» Instrukcje i wymagania
Przepisz słowo w słowo wszystkie wiersze podane niżej, niczego w nich nie zmieniając.

» Dane adnotacji punktowych
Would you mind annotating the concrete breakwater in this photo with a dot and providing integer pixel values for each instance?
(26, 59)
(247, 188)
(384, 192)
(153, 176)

» Odpowiedź na zadanie
Would you mind annotating the concrete breakwater in this photo with a dot and providing integer pixel values for each instance?
(26, 59)
(247, 188)
(384, 192)
(153, 176)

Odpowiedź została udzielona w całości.